> [Task to carry out]: Show every line below that holds the string "light", copying each one in full.

[Point annotation data]
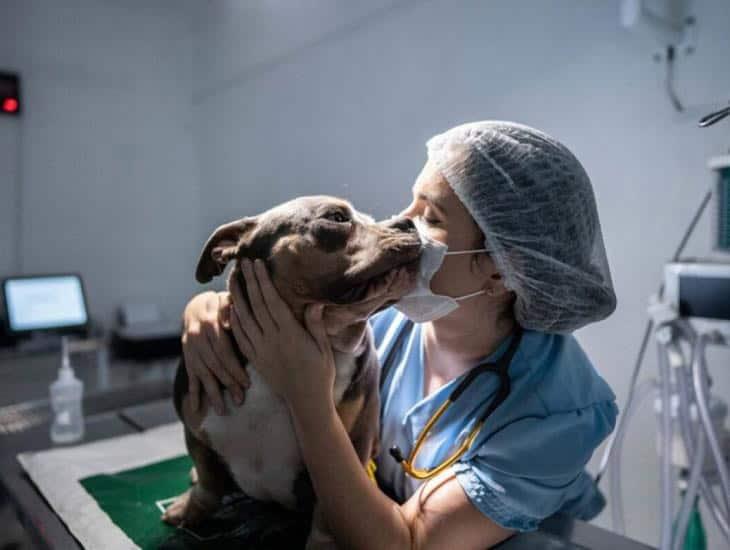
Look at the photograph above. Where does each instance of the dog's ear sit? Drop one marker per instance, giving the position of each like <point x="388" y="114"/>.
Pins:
<point x="223" y="246"/>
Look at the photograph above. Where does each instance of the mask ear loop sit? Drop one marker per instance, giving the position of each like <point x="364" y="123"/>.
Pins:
<point x="472" y="251"/>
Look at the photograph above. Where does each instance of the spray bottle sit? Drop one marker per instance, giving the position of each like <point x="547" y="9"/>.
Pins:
<point x="66" y="394"/>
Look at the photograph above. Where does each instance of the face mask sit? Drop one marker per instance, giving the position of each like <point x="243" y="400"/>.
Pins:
<point x="421" y="305"/>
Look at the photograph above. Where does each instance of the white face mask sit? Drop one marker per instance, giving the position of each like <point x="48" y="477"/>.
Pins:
<point x="421" y="305"/>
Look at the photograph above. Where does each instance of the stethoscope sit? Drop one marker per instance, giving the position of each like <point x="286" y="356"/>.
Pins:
<point x="500" y="368"/>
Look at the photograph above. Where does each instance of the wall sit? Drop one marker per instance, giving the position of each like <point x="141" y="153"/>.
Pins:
<point x="103" y="154"/>
<point x="294" y="102"/>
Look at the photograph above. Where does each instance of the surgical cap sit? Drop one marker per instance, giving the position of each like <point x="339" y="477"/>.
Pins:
<point x="534" y="203"/>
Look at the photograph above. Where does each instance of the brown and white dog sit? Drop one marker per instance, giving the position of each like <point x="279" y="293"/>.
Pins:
<point x="317" y="249"/>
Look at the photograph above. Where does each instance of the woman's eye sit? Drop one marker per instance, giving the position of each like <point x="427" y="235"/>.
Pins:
<point x="337" y="217"/>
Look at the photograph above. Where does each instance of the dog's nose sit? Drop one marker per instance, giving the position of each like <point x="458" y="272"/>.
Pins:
<point x="400" y="223"/>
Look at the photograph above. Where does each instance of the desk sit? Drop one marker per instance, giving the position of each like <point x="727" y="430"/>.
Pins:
<point x="137" y="409"/>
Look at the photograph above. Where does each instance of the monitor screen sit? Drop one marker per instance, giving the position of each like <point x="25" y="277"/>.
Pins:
<point x="44" y="303"/>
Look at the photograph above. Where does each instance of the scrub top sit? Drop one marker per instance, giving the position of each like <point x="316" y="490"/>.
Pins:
<point x="528" y="461"/>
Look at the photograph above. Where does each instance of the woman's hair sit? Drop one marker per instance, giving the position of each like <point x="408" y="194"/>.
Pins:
<point x="534" y="203"/>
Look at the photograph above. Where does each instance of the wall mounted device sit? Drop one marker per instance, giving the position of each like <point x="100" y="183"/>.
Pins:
<point x="10" y="102"/>
<point x="721" y="166"/>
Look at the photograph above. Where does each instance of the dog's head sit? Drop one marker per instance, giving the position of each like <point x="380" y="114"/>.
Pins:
<point x="317" y="249"/>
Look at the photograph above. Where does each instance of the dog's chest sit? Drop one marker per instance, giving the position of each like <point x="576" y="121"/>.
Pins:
<point x="257" y="440"/>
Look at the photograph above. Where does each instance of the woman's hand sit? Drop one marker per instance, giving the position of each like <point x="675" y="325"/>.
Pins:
<point x="295" y="360"/>
<point x="210" y="359"/>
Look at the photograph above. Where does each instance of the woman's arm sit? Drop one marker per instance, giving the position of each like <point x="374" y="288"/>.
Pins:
<point x="209" y="355"/>
<point x="358" y="514"/>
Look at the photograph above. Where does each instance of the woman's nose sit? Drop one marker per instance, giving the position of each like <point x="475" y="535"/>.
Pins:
<point x="401" y="223"/>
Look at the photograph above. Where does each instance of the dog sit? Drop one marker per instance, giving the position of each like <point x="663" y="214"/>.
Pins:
<point x="316" y="249"/>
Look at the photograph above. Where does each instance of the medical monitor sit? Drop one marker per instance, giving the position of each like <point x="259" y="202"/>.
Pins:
<point x="44" y="303"/>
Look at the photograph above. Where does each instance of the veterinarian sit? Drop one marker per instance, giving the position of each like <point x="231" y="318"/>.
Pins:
<point x="523" y="206"/>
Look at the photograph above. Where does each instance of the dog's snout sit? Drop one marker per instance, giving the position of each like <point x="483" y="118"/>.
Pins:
<point x="401" y="223"/>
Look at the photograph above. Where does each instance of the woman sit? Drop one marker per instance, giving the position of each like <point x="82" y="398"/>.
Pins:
<point x="523" y="208"/>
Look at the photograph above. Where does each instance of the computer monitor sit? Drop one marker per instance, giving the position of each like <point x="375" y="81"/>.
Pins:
<point x="45" y="303"/>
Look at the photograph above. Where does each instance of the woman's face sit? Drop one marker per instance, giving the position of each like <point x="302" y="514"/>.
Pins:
<point x="447" y="220"/>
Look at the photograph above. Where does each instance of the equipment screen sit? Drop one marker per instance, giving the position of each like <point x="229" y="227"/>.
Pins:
<point x="44" y="303"/>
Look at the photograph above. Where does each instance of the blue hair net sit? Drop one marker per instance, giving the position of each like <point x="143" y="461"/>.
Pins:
<point x="534" y="203"/>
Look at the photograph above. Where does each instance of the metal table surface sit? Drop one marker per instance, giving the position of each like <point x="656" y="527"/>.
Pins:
<point x="137" y="409"/>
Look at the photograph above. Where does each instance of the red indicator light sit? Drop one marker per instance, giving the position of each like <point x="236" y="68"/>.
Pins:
<point x="10" y="105"/>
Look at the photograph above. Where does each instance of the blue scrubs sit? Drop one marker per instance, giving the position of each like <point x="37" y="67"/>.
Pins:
<point x="529" y="459"/>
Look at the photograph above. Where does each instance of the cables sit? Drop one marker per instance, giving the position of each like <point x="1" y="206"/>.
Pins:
<point x="647" y="332"/>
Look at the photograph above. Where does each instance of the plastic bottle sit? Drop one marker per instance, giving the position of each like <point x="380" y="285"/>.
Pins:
<point x="66" y="394"/>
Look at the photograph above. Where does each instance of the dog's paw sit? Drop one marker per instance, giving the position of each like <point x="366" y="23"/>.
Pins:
<point x="187" y="510"/>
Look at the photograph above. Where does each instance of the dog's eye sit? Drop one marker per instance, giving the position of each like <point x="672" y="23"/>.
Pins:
<point x="337" y="216"/>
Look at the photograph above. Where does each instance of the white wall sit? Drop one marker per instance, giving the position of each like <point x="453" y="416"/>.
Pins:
<point x="104" y="149"/>
<point x="295" y="102"/>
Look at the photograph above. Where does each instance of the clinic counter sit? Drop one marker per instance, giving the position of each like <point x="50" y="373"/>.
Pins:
<point x="136" y="409"/>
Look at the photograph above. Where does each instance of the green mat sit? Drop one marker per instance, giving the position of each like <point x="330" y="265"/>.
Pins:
<point x="134" y="499"/>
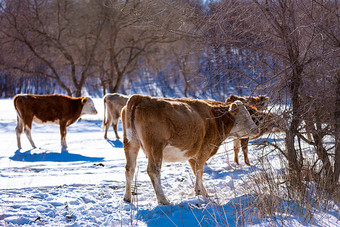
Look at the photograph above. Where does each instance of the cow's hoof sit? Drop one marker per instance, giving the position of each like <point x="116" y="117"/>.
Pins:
<point x="128" y="200"/>
<point x="165" y="203"/>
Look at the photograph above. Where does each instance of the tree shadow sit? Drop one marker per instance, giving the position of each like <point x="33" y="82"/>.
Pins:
<point x="64" y="156"/>
<point x="115" y="143"/>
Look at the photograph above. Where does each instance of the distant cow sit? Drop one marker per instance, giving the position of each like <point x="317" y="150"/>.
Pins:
<point x="260" y="102"/>
<point x="113" y="104"/>
<point x="52" y="109"/>
<point x="173" y="130"/>
<point x="266" y="122"/>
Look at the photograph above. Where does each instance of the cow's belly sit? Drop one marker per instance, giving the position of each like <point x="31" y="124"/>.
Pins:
<point x="174" y="154"/>
<point x="39" y="121"/>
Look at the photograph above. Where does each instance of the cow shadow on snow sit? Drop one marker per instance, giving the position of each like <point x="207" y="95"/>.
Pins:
<point x="64" y="156"/>
<point x="237" y="212"/>
<point x="115" y="143"/>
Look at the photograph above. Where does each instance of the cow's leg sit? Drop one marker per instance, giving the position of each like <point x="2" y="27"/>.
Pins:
<point x="107" y="124"/>
<point x="237" y="145"/>
<point x="63" y="132"/>
<point x="18" y="131"/>
<point x="244" y="144"/>
<point x="27" y="130"/>
<point x="114" y="125"/>
<point x="131" y="149"/>
<point x="115" y="119"/>
<point x="197" y="167"/>
<point x="154" y="172"/>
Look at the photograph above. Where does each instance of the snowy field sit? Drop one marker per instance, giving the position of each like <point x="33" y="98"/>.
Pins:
<point x="85" y="186"/>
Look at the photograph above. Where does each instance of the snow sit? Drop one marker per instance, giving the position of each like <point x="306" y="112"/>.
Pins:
<point x="85" y="186"/>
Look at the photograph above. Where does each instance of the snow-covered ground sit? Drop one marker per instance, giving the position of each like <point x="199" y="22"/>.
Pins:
<point x="85" y="186"/>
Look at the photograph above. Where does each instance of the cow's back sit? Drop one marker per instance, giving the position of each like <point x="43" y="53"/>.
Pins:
<point x="48" y="108"/>
<point x="182" y="124"/>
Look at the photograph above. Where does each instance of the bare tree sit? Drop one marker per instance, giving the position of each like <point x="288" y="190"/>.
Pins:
<point x="55" y="39"/>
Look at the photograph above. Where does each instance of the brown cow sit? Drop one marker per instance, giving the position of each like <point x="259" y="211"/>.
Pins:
<point x="260" y="102"/>
<point x="173" y="130"/>
<point x="266" y="122"/>
<point x="53" y="109"/>
<point x="113" y="105"/>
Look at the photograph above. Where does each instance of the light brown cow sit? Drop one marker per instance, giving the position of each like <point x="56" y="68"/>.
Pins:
<point x="260" y="102"/>
<point x="173" y="130"/>
<point x="266" y="122"/>
<point x="113" y="104"/>
<point x="53" y="109"/>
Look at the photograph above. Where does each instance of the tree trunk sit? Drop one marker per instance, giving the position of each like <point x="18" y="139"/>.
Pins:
<point x="294" y="168"/>
<point x="337" y="132"/>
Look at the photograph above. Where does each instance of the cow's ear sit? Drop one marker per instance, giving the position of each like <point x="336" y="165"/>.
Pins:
<point x="233" y="108"/>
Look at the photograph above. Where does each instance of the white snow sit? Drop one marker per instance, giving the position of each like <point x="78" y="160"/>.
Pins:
<point x="85" y="186"/>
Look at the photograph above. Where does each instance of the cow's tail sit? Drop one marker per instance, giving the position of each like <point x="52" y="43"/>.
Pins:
<point x="105" y="117"/>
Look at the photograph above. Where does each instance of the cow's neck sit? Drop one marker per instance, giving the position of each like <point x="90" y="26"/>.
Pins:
<point x="224" y="120"/>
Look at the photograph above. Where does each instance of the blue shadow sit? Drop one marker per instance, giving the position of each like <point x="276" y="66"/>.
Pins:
<point x="64" y="156"/>
<point x="115" y="143"/>
<point x="197" y="212"/>
<point x="262" y="140"/>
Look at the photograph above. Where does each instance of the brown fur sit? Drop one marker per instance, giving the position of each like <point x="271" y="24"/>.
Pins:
<point x="266" y="122"/>
<point x="113" y="105"/>
<point x="175" y="130"/>
<point x="260" y="102"/>
<point x="60" y="109"/>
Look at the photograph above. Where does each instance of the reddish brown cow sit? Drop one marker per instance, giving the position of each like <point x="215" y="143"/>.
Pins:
<point x="260" y="102"/>
<point x="53" y="109"/>
<point x="173" y="130"/>
<point x="266" y="122"/>
<point x="113" y="105"/>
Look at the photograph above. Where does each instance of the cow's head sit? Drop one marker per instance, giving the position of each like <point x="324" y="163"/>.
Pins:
<point x="244" y="125"/>
<point x="88" y="107"/>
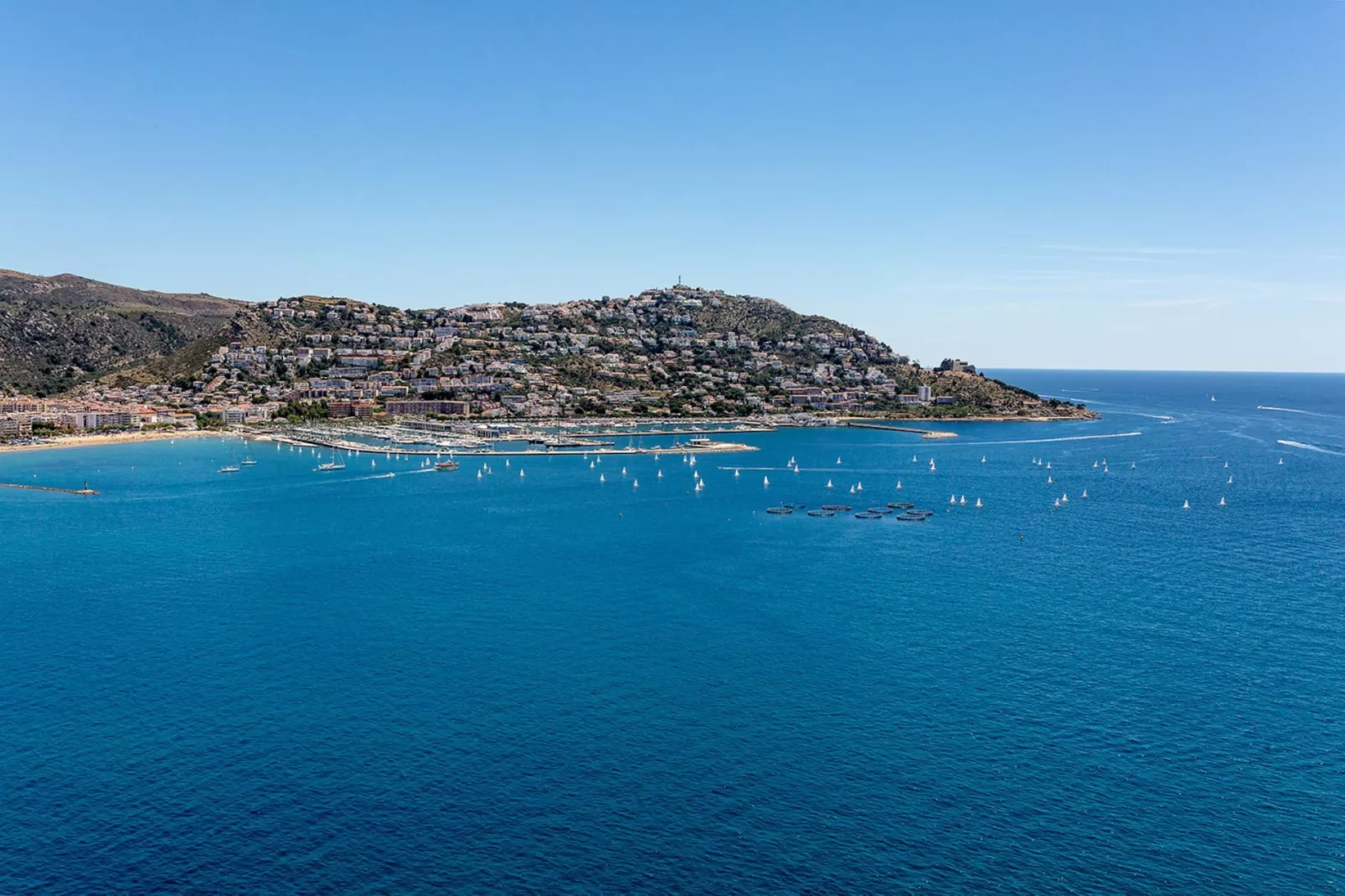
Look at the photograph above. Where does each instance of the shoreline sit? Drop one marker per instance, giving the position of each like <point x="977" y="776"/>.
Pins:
<point x="896" y="424"/>
<point x="117" y="439"/>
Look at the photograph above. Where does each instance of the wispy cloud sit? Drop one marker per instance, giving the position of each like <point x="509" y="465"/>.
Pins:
<point x="1205" y="304"/>
<point x="1134" y="250"/>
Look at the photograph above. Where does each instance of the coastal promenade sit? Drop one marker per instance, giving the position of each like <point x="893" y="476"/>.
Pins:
<point x="341" y="444"/>
<point x="86" y="490"/>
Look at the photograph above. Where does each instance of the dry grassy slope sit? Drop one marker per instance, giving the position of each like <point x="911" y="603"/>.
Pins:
<point x="59" y="332"/>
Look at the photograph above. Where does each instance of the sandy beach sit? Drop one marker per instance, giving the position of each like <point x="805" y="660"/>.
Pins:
<point x="86" y="441"/>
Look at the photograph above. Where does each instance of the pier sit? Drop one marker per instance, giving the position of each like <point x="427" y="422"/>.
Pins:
<point x="925" y="434"/>
<point x="86" y="490"/>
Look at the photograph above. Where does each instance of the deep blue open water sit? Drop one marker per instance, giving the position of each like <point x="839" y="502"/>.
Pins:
<point x="293" y="682"/>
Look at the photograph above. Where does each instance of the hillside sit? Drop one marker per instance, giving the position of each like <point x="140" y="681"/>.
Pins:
<point x="59" y="332"/>
<point x="679" y="350"/>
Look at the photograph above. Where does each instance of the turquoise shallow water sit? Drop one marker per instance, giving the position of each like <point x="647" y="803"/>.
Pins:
<point x="281" y="681"/>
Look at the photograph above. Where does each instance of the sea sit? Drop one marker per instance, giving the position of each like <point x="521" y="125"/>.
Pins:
<point x="530" y="681"/>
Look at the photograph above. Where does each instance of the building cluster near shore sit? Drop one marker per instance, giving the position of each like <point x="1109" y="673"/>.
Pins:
<point x="677" y="352"/>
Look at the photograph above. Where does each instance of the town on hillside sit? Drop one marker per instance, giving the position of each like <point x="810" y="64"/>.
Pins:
<point x="677" y="352"/>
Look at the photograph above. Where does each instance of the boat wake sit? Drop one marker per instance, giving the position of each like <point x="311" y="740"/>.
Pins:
<point x="1307" y="447"/>
<point x="1294" y="410"/>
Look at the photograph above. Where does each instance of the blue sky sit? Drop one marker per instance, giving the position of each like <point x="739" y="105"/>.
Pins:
<point x="1032" y="184"/>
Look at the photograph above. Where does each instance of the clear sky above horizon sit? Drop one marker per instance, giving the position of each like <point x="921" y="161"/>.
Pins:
<point x="1021" y="184"/>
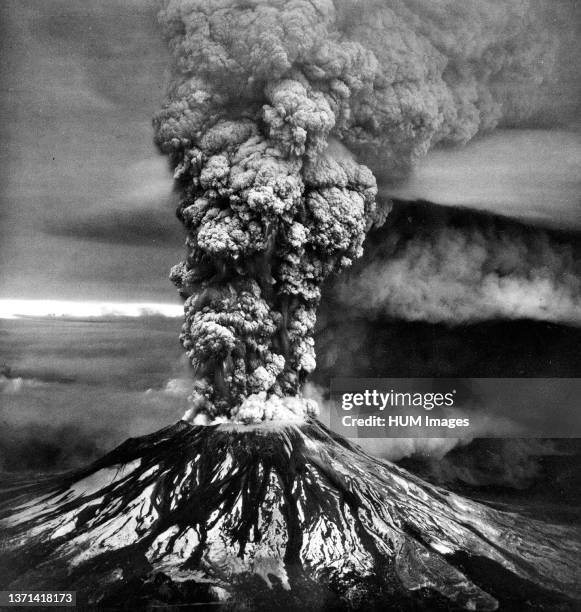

> [The result]:
Look at the photograph above. Where does each instance of the red indicator light sit? Drop one marker per instance, giving the position of each like <point x="236" y="68"/>.
Look at the photograph above. Where does each instance of the light brown cow sit? Drop one marker per instance, giving the position of each like <point x="56" y="68"/>.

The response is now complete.